ULCERATE
La mort vous va si bien

C’est à l’autre bout du monde, pour nous Européens, que le talentueux trio de Death Metal néo-zélandais œuvre et expérimente toujours un peu plus en profondeur en étudiant la condition humaine et ses maux au gré d’albums studio de haute volée. Basé à Auckland depuis 2002, Ulcerate nous livre aujourd’hui Stare Into Death And Be Still (en français : « Regarde la mort et reste tranquille »), un sixième opus légèrement plus affiné et mélodique dans la droite lignée cependant de son prédécesseur, l’excellent Shrines Of Paralysis. Et quand on écoute plus en détails ce nouvel album (à ne pas mettre cependant entre n’importe quelles oreilles), le son est tout simplement dantesque, totalement adapté à la puissance tellurique que dégage Ulcerate avec sa musique à la fois technique et extrêmement sombre… [Entretien avec Jamie Saint Merat (batterie) par Seigneur Fred – Photo : DR]

Tout d’abord, comment ça va en Nouvelle-Zélande dans ce contexte de pandémonium mondiale ? Es-tu en bonne santé, toi et les autres gars d’Ulcerate ? Êtes-vous touchés par l’épidémie de Covid-19 aussi comme nous en Europe et dans le monde plus généralement car vous n’êtes pas très loin de l’Asie d’où c’est parti ?
Nous sommes en sécurité, mais dans un confinement national aussi. Les autres membres dans le groupe vont bien également, merci, mais nous avons dû annuler ou essentiellement reporter tous les projets de tournée pour cette année, ce qui est frustrant.

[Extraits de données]
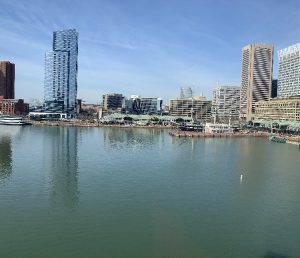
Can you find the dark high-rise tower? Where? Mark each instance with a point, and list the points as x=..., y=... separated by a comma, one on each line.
x=7, y=80
x=256, y=81
x=61, y=72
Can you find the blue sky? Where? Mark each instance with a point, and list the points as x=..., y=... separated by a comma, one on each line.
x=144, y=47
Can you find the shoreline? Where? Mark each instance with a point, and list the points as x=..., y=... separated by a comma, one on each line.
x=174, y=133
x=87, y=124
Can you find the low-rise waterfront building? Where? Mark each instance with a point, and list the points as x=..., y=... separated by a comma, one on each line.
x=283, y=109
x=13, y=106
x=226, y=103
x=218, y=128
x=118, y=118
x=198, y=108
x=143, y=105
x=113, y=102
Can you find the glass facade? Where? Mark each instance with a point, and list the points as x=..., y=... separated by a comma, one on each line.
x=61, y=68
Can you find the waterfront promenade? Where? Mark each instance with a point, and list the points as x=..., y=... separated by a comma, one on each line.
x=173, y=132
x=218, y=135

*Série d'exercices*.
1. Dressez la liste complète des noms de lieux géographiques (ville, pays, continent) cités dans le passage présenté.
2. D'après le passage présenté, les affirmations suivantes sont-elles exactes ? Répondez par oui ou non et citez les mots du passage qui tranchent.
(a) Ulcerate est basé à Auckland depuis 2002.
(b) Stare Into Death And Be Still est le cinquième album du groupe.
(c) Le groupe a maintenu tous ses projets de tournée pour cette année.
Les lignes n'ont aucun lien avec le passage présenté.

*Réponses aux exercices*.
1. Auckland, Nouvelle-Zélande, Europe, Asie

2.
(a) Oui : « Basé à Auckland depuis 2002 ».
(b) Non : « un sixième opus ».
(c) Non : « nous avons dû annuler ou essentiellement reporter tous les projets de tournée pour cette année ».